Given task → Count the lines of the material below that contain the string "does", treating uppercase and lowercase letters as different, and reply with only that number.
------ Supplied entries
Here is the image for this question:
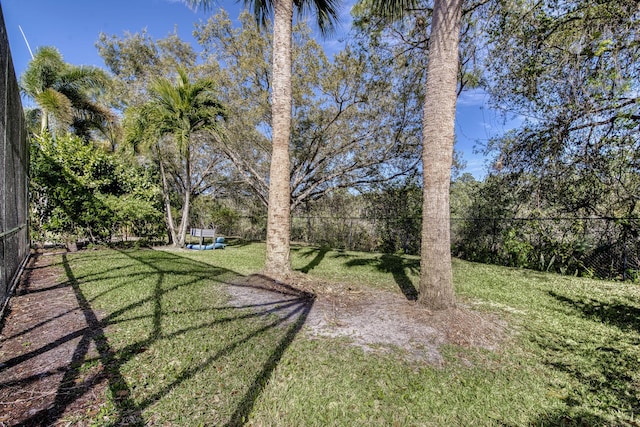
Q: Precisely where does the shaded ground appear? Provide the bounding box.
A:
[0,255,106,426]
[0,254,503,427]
------------
------ Supplied entries
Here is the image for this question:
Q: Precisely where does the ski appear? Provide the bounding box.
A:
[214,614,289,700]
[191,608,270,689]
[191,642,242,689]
------------
Full answer → 2